• **EXTRACTED TEXT**:
____________
# Merl's Beethoven Symphony Cycles Pt13



## Merl

Back again, Merl? Let me explain.....Since I started this series of reviews (I'd reviewed around 60 cycles before now) I'd kept all my handwritten notes and when I checked back through them there were another 4 cycles that never made it on here for a variety of reasons and one that I wasn't ready to review. I thought it would be interesting, then, to round these up but don't worry I'll keep most of these reviews as concise as possible. So, unlucky for some, here's Part 13.

Rating are as follows:

C Satisfactory cycle. Ok, but nothing to shout about
B- Good cycle but flawed (see decriptions in thread).
B Good standard. A decent library set or better.
B+ Very good set. Some very impressive performances. Well worth investing in.
A- Excellent set just missing a little something to take it to the top of the pile but all performances very good or better.
A* Wow! Currently the cream of the crop out there in LvB Cycleland. Buy, borrow or listen, now!

*Kegel / Dresden Philharmonie*









Regular TC members will know that I've never had much time for Kegel's cycle. In the past I've called it "bland" and "boring" but I hadn't revisited it for probably 20 years. After recently acquiring the whole set for the princely sum of £2 from a local charity shop I thought I'd re-listen and try again. Well, I'm glad I did, as it's nowhere near as bland and forgettable as I remember (but don't start shouting "Told you so!" at me just yet). There is a standout performance on here in the form of a rugged 5th that I must admit to really liking a lot. There's a very good 4th and 8th too (two symphonies I don't remember sampling the first time round) and a decent 7th, that drags a little in the finale. The 9th starts slowly and too measured but improves as it goes on and is rounded off with a good chorale finale. Otherwise there's a nice 1st, an OK Eroica (first movement is boring as hell) but the 2nd and 6th are extremely bland. Recording-wise this is a big, bassy affair which is surprising as it was one of the first digital cycles but this comes at the expense of inner detail, especially the woodwinds and with big-boned, moderately-paced Beethoven it kind of spotlights that even more. Yet after 20 years of avoidance I may soon come back to revisit this. It's really not that bad a set at all and I'm not afraid to say "I was wrong". £2 well spent, methinks and a slice of humble pie.
____________
• **STORED DATA**:

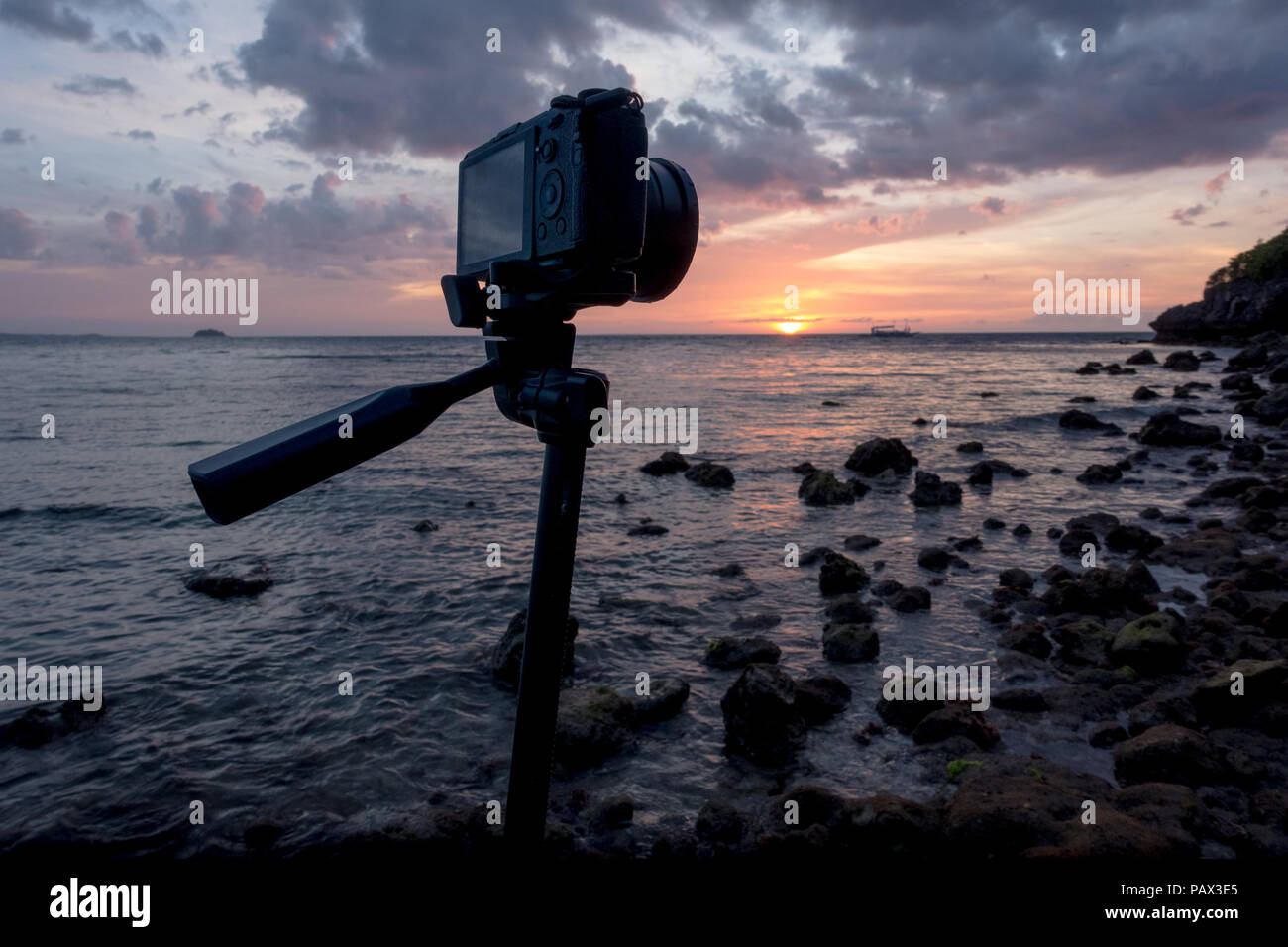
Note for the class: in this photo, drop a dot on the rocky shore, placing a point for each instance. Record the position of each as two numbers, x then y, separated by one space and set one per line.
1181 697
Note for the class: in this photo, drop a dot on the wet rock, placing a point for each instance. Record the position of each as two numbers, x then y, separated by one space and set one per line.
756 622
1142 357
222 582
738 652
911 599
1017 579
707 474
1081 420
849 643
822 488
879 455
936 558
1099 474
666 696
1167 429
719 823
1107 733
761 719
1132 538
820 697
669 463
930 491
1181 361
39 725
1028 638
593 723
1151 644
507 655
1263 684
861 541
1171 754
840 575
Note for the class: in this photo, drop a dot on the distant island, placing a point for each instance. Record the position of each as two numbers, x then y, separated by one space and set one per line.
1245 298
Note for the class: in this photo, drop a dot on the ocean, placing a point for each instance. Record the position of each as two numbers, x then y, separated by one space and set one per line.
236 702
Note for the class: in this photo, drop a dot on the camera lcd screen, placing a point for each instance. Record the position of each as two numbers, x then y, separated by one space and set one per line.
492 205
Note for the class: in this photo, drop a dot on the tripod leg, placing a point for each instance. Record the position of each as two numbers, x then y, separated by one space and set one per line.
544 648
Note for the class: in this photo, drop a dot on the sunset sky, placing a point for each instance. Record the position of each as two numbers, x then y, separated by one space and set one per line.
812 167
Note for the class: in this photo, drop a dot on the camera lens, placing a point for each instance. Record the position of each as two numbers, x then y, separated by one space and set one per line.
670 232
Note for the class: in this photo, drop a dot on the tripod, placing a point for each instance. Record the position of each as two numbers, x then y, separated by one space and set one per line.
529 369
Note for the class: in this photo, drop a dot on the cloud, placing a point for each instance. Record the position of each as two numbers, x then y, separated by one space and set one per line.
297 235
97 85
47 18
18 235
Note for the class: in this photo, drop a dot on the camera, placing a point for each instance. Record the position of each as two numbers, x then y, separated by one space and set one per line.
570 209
____________
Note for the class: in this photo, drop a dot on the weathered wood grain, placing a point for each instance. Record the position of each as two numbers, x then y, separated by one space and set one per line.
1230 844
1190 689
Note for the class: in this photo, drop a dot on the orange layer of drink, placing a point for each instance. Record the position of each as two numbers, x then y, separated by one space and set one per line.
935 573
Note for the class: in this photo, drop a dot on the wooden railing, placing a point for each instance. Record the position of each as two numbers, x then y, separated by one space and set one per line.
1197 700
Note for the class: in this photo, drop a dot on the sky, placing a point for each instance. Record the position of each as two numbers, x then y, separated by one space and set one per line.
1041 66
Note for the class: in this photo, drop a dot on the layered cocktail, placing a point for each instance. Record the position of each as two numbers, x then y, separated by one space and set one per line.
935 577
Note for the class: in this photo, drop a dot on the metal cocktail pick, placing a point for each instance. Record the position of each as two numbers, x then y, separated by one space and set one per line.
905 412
____________
• **PROBLEM TO WORK ON**:
Please copy the Beethoven review word for word, from "C Satisfactory cycle." to "good or better.". The rows have nothing to do with the Beethoven review.

• **WRITTEN RESPONSE**:
C Satisfactory cycle. Ok, but nothing to shout about
B- Good cycle but flawed (see decriptions in thread).
B Good standard. A decent library set or better.
B+ Very good set. Some very impressive performances. Well worth investing in.
A- Excellent set just missing a little something to take it to the top of the pile but all performances very good or better.